Exactly reproduce the lines from the one holding "Target: pearl necklace" through the final line of the listing below, with both ends included and nothing else.

Data excerpts start

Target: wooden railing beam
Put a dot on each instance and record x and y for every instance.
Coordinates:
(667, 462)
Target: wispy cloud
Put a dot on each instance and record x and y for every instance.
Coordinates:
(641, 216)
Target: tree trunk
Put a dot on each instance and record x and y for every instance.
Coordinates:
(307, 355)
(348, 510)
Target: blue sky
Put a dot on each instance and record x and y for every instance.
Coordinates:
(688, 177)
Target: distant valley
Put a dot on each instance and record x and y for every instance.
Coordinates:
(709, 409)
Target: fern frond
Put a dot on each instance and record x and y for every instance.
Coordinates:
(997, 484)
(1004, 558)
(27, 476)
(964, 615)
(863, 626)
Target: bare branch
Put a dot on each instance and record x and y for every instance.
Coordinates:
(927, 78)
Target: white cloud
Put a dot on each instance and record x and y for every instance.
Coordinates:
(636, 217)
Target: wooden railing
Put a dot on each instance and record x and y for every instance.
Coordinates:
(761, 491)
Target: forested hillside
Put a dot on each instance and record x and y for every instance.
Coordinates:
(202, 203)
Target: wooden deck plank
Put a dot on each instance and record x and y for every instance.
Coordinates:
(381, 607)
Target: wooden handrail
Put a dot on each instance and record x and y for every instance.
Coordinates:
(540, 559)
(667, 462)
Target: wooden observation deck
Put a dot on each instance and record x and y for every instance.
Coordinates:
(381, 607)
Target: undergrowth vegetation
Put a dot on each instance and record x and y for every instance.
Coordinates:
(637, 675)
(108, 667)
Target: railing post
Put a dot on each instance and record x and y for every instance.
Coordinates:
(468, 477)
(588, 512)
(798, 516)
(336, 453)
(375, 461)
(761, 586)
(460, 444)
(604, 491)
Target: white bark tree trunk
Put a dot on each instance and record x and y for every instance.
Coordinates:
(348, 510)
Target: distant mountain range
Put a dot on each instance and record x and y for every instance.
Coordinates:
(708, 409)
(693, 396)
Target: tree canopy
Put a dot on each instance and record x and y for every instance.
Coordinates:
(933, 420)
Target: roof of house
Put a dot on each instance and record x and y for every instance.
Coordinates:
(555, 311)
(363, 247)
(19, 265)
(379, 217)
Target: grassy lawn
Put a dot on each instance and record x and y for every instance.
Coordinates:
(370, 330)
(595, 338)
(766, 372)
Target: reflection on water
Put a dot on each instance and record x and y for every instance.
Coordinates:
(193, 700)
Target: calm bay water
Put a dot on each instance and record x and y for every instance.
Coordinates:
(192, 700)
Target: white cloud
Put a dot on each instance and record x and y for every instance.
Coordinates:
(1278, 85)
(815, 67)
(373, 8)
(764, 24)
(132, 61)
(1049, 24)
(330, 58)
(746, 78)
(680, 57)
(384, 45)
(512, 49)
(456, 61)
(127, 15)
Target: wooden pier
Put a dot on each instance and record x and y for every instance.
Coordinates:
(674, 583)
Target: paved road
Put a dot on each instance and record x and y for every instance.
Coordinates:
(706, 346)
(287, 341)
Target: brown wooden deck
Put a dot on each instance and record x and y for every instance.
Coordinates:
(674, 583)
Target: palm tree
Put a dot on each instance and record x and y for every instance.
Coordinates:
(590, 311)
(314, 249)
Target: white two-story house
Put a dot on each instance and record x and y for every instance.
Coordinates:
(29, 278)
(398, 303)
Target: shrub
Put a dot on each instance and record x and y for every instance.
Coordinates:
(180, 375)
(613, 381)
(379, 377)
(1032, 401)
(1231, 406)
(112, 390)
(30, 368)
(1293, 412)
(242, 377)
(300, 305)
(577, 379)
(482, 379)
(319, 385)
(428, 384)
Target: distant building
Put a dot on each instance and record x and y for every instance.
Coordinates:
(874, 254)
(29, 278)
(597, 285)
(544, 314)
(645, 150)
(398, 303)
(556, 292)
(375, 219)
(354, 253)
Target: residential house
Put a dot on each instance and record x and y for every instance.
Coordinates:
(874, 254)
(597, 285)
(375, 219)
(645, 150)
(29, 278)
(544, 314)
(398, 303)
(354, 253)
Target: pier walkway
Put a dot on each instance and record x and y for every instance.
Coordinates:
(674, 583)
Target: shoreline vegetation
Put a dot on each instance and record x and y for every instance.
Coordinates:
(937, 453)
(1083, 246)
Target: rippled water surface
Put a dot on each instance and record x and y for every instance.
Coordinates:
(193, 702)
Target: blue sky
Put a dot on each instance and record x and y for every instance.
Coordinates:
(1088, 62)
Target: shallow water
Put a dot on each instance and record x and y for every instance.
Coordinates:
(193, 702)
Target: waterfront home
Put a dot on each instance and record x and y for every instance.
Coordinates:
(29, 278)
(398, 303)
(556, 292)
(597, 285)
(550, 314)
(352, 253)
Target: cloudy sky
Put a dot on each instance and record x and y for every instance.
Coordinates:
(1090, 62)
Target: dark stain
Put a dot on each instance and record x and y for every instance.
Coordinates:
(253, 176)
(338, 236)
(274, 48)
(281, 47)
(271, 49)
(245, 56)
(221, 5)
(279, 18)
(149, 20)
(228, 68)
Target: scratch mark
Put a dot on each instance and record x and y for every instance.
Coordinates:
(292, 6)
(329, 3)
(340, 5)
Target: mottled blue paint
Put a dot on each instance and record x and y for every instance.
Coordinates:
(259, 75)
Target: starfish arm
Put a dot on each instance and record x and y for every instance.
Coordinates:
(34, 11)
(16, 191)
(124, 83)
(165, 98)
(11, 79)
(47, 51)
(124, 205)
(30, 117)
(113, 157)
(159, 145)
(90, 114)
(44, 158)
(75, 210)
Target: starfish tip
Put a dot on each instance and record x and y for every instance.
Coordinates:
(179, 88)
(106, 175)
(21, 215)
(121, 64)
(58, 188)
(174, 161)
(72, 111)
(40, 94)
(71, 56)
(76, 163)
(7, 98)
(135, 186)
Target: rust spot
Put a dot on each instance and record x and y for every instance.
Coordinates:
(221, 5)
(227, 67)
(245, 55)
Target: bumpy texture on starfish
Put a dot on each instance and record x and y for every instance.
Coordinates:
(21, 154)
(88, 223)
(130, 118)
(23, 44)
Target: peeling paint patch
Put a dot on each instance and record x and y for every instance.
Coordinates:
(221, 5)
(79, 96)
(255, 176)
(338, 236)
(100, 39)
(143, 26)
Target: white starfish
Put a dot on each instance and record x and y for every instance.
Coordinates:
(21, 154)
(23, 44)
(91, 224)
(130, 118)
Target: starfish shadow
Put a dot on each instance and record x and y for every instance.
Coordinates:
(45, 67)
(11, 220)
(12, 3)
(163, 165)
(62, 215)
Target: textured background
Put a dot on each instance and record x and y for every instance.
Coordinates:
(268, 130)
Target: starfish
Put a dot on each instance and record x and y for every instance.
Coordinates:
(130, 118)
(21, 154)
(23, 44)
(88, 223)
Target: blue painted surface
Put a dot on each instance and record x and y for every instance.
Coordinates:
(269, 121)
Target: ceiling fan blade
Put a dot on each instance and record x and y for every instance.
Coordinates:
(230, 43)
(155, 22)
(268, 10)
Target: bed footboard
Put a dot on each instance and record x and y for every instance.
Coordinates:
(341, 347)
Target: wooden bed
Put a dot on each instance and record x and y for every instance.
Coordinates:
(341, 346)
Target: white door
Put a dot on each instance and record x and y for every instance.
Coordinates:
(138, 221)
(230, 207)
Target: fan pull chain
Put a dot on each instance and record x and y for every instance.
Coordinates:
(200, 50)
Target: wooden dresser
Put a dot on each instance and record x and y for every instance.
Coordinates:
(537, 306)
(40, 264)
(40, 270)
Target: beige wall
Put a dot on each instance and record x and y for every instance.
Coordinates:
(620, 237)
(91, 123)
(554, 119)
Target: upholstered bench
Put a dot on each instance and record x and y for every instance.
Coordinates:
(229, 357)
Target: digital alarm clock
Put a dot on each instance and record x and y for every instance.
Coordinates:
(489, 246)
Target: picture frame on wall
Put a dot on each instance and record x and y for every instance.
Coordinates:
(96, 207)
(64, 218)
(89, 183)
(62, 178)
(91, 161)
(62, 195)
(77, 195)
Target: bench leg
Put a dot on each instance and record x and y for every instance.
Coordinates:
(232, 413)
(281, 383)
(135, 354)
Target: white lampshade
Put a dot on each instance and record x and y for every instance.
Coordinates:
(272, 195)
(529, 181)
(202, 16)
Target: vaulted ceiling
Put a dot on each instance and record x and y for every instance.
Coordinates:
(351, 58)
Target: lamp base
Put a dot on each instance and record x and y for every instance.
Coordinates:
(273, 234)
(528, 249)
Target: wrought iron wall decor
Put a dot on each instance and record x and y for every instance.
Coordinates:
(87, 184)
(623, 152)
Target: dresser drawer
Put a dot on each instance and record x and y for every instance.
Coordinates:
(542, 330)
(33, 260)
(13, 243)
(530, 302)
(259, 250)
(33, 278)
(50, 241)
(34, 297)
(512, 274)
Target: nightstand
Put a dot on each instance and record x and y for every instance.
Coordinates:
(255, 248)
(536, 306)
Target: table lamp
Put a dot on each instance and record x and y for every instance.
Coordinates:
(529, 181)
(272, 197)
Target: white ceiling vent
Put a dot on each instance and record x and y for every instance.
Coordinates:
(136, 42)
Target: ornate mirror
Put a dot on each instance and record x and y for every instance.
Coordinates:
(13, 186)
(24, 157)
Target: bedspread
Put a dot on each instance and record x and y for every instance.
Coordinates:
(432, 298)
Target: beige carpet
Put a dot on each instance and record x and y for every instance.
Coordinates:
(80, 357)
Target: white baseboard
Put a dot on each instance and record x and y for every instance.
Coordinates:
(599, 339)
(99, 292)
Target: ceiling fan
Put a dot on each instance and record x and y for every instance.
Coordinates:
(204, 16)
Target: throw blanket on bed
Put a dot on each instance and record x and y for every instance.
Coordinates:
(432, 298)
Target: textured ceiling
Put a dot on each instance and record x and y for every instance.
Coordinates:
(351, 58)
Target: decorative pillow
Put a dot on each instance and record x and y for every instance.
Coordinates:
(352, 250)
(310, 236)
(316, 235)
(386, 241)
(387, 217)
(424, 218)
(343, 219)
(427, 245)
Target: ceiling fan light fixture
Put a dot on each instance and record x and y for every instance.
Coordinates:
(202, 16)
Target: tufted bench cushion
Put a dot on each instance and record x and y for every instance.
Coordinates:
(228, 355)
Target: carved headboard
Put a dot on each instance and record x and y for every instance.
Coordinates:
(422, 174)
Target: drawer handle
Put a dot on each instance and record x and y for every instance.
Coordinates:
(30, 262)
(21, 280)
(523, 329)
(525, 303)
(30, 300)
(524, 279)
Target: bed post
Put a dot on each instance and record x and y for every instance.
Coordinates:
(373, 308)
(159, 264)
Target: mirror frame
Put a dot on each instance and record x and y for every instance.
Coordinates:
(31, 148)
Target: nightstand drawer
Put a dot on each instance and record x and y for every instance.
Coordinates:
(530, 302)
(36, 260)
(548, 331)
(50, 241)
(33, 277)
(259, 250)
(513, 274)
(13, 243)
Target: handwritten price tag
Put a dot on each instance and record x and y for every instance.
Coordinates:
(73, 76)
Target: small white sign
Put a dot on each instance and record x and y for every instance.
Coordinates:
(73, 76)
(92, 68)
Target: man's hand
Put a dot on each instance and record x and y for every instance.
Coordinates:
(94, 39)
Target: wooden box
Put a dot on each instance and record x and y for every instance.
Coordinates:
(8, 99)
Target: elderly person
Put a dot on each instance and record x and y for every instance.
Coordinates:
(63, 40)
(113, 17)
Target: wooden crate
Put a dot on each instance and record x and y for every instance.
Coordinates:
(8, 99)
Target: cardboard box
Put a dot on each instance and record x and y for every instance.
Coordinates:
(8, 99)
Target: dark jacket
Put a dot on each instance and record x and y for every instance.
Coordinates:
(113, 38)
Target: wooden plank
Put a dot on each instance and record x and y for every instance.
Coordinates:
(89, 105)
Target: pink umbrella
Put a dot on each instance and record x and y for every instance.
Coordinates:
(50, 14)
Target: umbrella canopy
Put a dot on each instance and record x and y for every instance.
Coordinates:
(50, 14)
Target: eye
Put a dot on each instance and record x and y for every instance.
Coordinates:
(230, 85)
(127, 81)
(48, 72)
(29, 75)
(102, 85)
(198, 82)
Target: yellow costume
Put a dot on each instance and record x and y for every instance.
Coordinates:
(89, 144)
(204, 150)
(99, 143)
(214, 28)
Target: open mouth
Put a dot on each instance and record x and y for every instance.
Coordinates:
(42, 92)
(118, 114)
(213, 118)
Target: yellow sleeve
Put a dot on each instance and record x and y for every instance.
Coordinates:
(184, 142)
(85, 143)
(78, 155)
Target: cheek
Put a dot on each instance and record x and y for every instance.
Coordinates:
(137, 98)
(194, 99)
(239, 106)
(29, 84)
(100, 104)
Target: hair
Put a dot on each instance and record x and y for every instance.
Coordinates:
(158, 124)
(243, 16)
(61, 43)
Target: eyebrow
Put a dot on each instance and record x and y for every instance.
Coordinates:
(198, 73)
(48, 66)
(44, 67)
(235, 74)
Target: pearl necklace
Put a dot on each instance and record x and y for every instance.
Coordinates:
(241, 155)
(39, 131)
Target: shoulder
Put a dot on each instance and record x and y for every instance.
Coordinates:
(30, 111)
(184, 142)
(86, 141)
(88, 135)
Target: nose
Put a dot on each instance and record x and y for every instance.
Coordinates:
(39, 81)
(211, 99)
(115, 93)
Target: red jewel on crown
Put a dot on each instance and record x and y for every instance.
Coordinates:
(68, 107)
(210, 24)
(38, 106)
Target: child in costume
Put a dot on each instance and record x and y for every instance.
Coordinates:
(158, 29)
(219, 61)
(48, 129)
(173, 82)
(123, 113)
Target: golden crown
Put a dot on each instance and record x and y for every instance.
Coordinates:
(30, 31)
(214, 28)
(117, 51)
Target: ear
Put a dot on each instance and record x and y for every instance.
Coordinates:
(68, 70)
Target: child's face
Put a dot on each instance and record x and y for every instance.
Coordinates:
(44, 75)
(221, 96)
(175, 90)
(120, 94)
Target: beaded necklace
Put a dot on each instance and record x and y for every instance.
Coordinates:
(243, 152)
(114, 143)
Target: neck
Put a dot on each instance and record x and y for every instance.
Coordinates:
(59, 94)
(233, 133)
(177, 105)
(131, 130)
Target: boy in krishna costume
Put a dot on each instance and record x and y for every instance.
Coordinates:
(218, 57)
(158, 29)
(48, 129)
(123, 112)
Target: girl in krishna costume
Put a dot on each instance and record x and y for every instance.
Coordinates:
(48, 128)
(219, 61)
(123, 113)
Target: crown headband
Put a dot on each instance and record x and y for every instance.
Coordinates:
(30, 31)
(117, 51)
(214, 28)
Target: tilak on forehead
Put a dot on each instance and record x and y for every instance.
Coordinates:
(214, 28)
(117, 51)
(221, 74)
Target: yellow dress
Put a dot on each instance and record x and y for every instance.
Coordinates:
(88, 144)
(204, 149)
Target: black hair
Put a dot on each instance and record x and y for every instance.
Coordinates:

Data excerpts end

• _Result for this exercise_
Target: pearl necklace
Put a dot on each instance and record x and y for every instance.
Coordinates:
(241, 155)
(39, 131)
Target: shoulder
Put a dot on each instance and record x and y for every instance.
Coordinates:
(30, 111)
(184, 142)
(86, 141)
(88, 135)
Target: nose
Put a dot on each instance and record x and y for every instance.
Coordinates:
(39, 81)
(211, 99)
(115, 93)
Target: red jewel on crown
Put a dot on each instance and record x and y for every instance.
Coordinates:
(68, 107)
(210, 24)
(38, 106)
Target: child in costume
Put a dot on each instance and record x and y for every instance.
Coordinates:
(158, 29)
(219, 61)
(48, 129)
(173, 82)
(123, 113)
Target: golden crown
Put a dot on each instance and record x and y for every instance.
Coordinates:
(30, 31)
(214, 28)
(117, 51)
Target: ear
Put a dot on each instance and record x and y for every instance.
Coordinates:
(68, 70)
Target: child's face
Put a dot on each instance and record x and y for every instance.
Coordinates:
(44, 75)
(221, 96)
(175, 90)
(120, 94)
Target: beaded necklace
Put a dot on each instance and record x and y for every instance.
Coordinates:
(243, 152)
(114, 143)
Target: neck
Put a dot on each instance and record x and y for every instance.
Coordinates:
(59, 94)
(233, 133)
(177, 105)
(131, 130)
Target: boy in krishna costume
Put a dot on each instance and record x and y for every instance.
Coordinates:
(218, 57)
(158, 29)
(48, 129)
(123, 112)
Target: girl in krishna costume
Put a dot on each instance and record x and y for every instance.
Coordinates:
(48, 128)
(219, 61)
(123, 113)
Target: crown headband
Put a dot on each instance and record x and y for every instance.
Coordinates:
(30, 31)
(117, 51)
(214, 28)
Target: tilak on forehead
Put a dot on each instance and record x and y for every instance.
Coordinates:
(214, 28)
(117, 51)
(221, 74)
Target: yellow dress
Put a dot on each instance and record x and y for every instance.
Coordinates:
(88, 144)
(204, 149)
Target: black hair
Put a dot on each instance and record x and y for every instance.
Coordinates:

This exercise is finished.